◆ **OBJECTIVE**
Please report how many lines of the records below contain the string "player", counting only matches with the same case, and give the number alone.

(Point annotation data)
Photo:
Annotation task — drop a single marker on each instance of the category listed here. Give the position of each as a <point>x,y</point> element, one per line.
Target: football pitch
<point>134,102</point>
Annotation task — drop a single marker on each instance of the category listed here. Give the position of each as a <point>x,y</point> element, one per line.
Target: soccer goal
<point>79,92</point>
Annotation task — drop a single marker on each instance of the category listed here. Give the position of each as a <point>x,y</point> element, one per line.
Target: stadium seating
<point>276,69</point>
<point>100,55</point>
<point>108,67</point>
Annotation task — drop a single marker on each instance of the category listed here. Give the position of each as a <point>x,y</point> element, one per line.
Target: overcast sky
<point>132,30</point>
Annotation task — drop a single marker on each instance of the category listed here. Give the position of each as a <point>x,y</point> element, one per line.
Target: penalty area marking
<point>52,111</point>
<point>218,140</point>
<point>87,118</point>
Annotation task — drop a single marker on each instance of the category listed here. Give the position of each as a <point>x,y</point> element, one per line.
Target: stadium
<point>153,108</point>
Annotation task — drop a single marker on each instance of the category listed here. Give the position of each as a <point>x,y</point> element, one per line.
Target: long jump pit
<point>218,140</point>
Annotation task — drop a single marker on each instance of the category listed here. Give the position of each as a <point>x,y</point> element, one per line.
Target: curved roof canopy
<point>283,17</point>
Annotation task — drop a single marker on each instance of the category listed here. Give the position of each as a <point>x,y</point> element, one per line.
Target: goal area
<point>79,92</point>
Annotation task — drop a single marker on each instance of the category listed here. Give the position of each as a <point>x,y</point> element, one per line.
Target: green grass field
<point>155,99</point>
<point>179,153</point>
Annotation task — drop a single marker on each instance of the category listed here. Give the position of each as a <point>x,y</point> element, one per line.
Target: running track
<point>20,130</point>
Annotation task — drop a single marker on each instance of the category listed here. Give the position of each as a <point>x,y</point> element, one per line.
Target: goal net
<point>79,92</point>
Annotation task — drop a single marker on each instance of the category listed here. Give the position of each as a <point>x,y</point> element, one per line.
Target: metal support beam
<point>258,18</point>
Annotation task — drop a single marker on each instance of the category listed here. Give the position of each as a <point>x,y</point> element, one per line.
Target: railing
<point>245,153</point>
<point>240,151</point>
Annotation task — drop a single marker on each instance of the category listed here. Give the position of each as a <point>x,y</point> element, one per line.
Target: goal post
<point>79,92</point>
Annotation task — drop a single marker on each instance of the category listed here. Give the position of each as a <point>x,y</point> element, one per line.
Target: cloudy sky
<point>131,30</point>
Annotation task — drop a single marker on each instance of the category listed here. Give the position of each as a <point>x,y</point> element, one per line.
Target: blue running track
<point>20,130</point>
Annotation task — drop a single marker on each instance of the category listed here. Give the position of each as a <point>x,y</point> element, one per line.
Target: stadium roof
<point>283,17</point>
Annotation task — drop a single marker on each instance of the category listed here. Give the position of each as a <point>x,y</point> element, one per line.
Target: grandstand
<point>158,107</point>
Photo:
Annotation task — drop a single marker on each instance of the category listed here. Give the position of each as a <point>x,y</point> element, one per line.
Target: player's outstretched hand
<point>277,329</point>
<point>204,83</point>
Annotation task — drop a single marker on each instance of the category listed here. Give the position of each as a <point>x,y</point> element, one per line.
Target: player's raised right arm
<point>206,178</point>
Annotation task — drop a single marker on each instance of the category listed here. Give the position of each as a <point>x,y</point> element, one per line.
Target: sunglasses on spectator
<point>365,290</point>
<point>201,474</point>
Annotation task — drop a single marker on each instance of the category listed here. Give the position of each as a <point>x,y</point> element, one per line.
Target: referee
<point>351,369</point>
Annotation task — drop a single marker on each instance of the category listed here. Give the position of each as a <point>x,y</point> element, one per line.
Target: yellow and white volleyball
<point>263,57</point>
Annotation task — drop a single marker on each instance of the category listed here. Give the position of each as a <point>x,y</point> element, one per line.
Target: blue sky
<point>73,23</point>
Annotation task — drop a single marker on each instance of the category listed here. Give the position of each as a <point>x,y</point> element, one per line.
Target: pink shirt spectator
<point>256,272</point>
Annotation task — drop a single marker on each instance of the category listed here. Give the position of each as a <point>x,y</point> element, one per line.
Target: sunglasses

◆ **FULL OUTPUT**
2